Task requirements:
Among the entries below, which lines include the string "bowl"? Show each one.

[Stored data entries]
------
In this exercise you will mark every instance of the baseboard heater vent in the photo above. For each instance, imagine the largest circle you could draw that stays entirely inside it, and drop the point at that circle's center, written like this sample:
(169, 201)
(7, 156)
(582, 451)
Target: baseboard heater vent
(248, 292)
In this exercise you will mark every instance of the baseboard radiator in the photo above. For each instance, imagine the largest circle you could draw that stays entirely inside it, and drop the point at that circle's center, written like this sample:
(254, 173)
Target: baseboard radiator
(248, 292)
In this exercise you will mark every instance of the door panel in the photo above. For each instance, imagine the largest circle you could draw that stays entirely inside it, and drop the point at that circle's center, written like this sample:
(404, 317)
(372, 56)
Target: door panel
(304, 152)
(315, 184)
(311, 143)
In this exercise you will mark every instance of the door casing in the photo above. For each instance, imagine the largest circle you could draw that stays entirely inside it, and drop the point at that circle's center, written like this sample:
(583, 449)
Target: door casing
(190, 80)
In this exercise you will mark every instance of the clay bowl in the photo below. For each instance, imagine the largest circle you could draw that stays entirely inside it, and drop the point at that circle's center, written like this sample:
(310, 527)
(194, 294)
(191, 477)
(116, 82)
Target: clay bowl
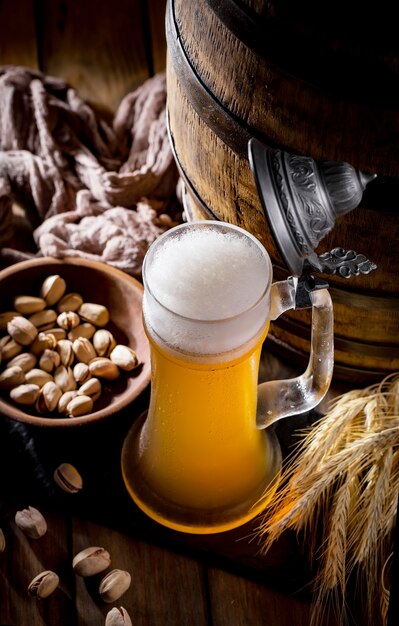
------
Solution to this problem:
In this exercise you will mark every instance of the clay bowl in the photo below. For each instance, imagine the largest circle you could draw that stays entirely inside it, and drop the point at that circle's center, written like this sample:
Target: clay bowl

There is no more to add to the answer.